Text passage:
The record reflects that during the period the child was in temporary custody, the Family
Independence Agency (FIA) did not undertake services with respondent because of his
incarceration. Nevertheless, at the termination hearing, respondent presented evidence of his
own efforts to avail himself of rehabilitative services while incarcerated, and his positive
achievements. Respondent presented certificates for completing job training in custodial
maintenance and in food service sanitation. He also presented certificates for group counseling,
blood born pathogens orientation, and a pre-release program, as well as evidence of successful
completion of emotions anonymous, alcoholics anonymous, and narcotics anonymous. His
caseworker testified that respondent was cooperative and took positive steps to comply with
service requirements.

Spatial localization data:
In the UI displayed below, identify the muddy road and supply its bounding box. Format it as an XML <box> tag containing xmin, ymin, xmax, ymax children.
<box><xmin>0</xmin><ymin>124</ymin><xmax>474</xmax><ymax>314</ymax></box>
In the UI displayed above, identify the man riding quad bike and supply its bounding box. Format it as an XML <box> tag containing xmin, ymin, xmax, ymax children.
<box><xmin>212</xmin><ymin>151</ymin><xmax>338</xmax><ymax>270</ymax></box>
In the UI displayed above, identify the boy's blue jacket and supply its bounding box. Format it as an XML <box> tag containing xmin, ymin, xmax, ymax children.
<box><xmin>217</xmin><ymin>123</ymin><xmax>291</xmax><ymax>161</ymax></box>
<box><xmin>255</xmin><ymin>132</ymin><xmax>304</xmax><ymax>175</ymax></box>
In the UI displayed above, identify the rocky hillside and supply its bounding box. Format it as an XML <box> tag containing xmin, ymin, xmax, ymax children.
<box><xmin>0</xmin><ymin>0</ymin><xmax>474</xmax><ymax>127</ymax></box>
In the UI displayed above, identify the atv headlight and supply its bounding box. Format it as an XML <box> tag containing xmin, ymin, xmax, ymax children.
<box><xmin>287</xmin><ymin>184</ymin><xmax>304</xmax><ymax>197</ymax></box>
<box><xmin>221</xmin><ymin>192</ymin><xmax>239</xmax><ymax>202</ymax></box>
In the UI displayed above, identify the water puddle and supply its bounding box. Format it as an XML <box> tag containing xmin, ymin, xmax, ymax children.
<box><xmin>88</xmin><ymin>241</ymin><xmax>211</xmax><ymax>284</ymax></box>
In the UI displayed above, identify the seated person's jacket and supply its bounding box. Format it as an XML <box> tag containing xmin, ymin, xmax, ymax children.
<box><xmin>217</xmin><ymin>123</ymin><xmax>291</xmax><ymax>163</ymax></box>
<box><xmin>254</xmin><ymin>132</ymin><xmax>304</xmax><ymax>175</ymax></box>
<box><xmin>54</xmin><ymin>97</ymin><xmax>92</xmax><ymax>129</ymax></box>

Instructions:
1: Update the stretch of the custody passage from "The record reflects" through "service requirements.", replacing "caseworker" with "case manager".
2: According to the custody passage, in which two areas did the respondent present certificates for completing job training?
3: Continue the passage about the respondent's services during incarceration from where it stops.

Responses by item number:
1:
The record reflects that during the period the child was in temporary custody, the Family
Independence Agency (FIA) did not undertake services with respondent because of his
incarceration. Nevertheless, at the termination hearing, respondent presented evidence of his
own efforts to avail himself of rehabilitative services while incarcerated, and his positive
achievements. Respondent presented certificates for completing job training in custodial
maintenance and in food service sanitation. He also presented certificates for group counseling,
blood born pathogens orientation, and a pre-release program, as well as evidence of successful
completion of emotions anonymous, alcoholics anonymous, and narcotics anonymous. His
case manager testified that respondent was cooperative and took positive steps to comply with
service requirements.

2: Custodial maintenance and food service sanitation.

3:
Further, respondent’s testimony established that he anticipated being paroled soon and
would take the steps necessary to provide proper care and custody for the minor child. In this
regard, respondent’s caseworker testified that she had not worked with respondent on a parentagency plan and that, if respondent were released from prison, she probably could determine
within six months whether reunification with his child was appropriate. It was undisputed that
respondent had been cooperative with the caseworker and involved himself in the proceedings
concerning the minor child to the extent required. This evidence does not support a conclusion
that there is no reasonable likelihood that the conditions leading to adjudication or other
conditions cannot be rectified within a reasonable time, subsection 3(c), or that there is no
reasonable expectation that respondent would be able to provide proper care and custody within a
reasonable time, subsection 3(g).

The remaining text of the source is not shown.